**Stored records:**
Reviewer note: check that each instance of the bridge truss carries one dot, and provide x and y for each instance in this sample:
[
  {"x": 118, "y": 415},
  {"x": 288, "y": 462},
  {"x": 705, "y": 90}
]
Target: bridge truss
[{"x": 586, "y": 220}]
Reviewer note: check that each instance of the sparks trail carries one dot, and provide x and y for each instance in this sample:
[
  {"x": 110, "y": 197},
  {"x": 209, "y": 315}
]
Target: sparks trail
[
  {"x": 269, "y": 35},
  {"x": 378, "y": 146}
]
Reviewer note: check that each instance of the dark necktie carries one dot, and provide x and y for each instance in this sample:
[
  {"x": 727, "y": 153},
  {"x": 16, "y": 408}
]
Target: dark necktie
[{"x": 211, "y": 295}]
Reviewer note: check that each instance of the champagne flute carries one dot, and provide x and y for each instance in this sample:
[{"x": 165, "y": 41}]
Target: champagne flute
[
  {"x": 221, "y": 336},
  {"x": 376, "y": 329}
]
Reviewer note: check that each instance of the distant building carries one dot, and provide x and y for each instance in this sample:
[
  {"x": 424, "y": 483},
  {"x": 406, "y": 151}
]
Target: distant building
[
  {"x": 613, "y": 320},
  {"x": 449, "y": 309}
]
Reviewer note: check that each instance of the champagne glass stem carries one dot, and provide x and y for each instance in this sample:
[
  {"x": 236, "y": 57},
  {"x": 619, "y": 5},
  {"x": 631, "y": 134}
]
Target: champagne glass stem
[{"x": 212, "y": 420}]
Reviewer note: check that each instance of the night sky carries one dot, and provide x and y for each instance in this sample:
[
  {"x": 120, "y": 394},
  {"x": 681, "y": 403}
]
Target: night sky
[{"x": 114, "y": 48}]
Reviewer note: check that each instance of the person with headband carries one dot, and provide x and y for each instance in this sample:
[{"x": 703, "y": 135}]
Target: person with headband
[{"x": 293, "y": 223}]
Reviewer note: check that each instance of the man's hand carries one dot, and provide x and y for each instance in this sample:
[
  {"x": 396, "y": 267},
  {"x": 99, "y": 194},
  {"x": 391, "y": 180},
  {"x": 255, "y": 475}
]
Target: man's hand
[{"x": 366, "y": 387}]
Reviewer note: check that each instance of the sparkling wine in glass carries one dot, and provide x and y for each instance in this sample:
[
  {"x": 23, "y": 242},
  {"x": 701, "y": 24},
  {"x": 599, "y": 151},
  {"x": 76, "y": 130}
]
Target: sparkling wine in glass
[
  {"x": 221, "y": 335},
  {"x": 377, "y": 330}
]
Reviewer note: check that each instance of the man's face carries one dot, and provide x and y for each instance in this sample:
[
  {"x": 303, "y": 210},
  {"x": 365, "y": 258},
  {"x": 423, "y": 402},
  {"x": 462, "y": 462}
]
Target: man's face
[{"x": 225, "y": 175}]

**What you will do:** Copy out all of the material above word for word, without changing anything.

**Problem solution:**
Reviewer note: check that each instance of the bridge truss carries one dot, and provide x and y for each instance in this sample:
[
  {"x": 118, "y": 415},
  {"x": 288, "y": 462},
  {"x": 705, "y": 90}
]
Target: bridge truss
[{"x": 586, "y": 220}]
Reviewer note: check that each instance of the sparks trail carries one dot, and provide x and y for each instance in this sample:
[
  {"x": 110, "y": 197},
  {"x": 209, "y": 315}
]
Target: sparks trail
[
  {"x": 269, "y": 35},
  {"x": 378, "y": 146}
]
Reviewer note: check that each instance of the dark necktie carries one dot, and provide x and y for each instance in this sample:
[
  {"x": 727, "y": 153},
  {"x": 16, "y": 408}
]
Target: dark necktie
[{"x": 211, "y": 295}]
Reviewer note: check that each instance of the champagne flute carries one dot, and provide x and y for each instance in this sample:
[{"x": 165, "y": 41}]
Target: champagne flute
[
  {"x": 221, "y": 336},
  {"x": 376, "y": 329}
]
Reviewer note: check that each instance of the distant building carries one dot, and provide x and y for each instance in this sample:
[
  {"x": 424, "y": 483},
  {"x": 406, "y": 151}
]
Target: distant building
[
  {"x": 613, "y": 320},
  {"x": 449, "y": 309}
]
Reviewer note: check that each instance of the champagne glass stem carries one dot, and provide x and y for each instance in this sample:
[
  {"x": 236, "y": 57},
  {"x": 619, "y": 5},
  {"x": 631, "y": 134}
]
Target: champagne glass stem
[{"x": 212, "y": 420}]
Reviewer note: check that each instance of the night sky carries one dot, and provide x and y for each instance in this sample:
[
  {"x": 120, "y": 394},
  {"x": 681, "y": 403}
]
Target: night sky
[{"x": 114, "y": 48}]
Reviewer note: check that each instance of the person with headband carries one dot, and provide x and y for each instance in this sample:
[{"x": 703, "y": 135}]
Target: person with headband
[{"x": 293, "y": 223}]
Reviewer note: check that each instance of the man's hand carries one dot, and provide x and y for each instance in this sample:
[
  {"x": 396, "y": 267},
  {"x": 99, "y": 194},
  {"x": 391, "y": 180},
  {"x": 255, "y": 475}
]
Target: man's hand
[{"x": 366, "y": 387}]
Reviewer note: check that each instance of the sparkling wine in glass carries one dot, and provide x and y for each instance in this sample:
[
  {"x": 23, "y": 242},
  {"x": 701, "y": 24},
  {"x": 599, "y": 151},
  {"x": 76, "y": 130}
]
Target: sparkling wine in glass
[
  {"x": 221, "y": 335},
  {"x": 377, "y": 330}
]
Reviewer note: check that each instance of the man's face carries one dot, and provide x and y for each instance in this sample:
[
  {"x": 303, "y": 210},
  {"x": 365, "y": 258},
  {"x": 423, "y": 402},
  {"x": 462, "y": 462}
]
Target: man's face
[{"x": 225, "y": 175}]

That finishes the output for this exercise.